--- Data shown Enclosed Below ---

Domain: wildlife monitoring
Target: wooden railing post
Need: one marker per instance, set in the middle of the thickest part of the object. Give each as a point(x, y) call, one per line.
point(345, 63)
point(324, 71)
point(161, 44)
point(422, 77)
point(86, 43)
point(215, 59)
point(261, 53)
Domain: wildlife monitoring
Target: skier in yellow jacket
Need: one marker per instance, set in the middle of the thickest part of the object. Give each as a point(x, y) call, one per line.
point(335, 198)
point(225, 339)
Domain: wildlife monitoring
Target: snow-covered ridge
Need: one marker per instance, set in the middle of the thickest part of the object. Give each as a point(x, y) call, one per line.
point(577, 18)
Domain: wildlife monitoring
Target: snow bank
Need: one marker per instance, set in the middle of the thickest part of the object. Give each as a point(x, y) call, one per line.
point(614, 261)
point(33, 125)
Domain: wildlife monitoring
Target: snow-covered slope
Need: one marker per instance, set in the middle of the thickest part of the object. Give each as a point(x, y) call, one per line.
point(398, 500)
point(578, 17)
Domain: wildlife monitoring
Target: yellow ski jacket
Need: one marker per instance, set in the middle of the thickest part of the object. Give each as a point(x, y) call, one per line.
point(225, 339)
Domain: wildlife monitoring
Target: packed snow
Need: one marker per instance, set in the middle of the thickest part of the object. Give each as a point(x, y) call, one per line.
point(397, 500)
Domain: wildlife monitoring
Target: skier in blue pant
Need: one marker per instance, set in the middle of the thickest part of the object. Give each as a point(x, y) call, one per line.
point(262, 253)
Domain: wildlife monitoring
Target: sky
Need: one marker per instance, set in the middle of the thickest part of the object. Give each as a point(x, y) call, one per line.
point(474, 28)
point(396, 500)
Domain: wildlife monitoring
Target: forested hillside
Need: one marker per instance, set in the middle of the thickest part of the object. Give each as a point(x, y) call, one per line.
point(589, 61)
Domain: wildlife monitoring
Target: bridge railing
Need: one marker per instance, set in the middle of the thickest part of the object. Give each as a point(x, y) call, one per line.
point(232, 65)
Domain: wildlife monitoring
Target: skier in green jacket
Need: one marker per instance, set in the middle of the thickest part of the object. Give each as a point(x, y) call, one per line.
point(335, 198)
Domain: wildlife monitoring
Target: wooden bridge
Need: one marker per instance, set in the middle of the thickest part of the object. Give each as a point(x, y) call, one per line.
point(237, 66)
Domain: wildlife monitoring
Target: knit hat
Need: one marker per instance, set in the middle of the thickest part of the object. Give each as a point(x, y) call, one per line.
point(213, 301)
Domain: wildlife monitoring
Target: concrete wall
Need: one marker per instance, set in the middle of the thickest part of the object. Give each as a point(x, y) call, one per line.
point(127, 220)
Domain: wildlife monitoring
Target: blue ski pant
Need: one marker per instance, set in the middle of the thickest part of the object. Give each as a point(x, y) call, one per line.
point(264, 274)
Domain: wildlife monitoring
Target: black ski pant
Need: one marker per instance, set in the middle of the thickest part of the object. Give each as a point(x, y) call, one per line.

--- End of Enclosed Data shown ---

What is being asked:
Copy each line of the data that contains the word "pant".

Task result:
Target: skier in blue pant
Target: blue ski pant
Target: black ski pant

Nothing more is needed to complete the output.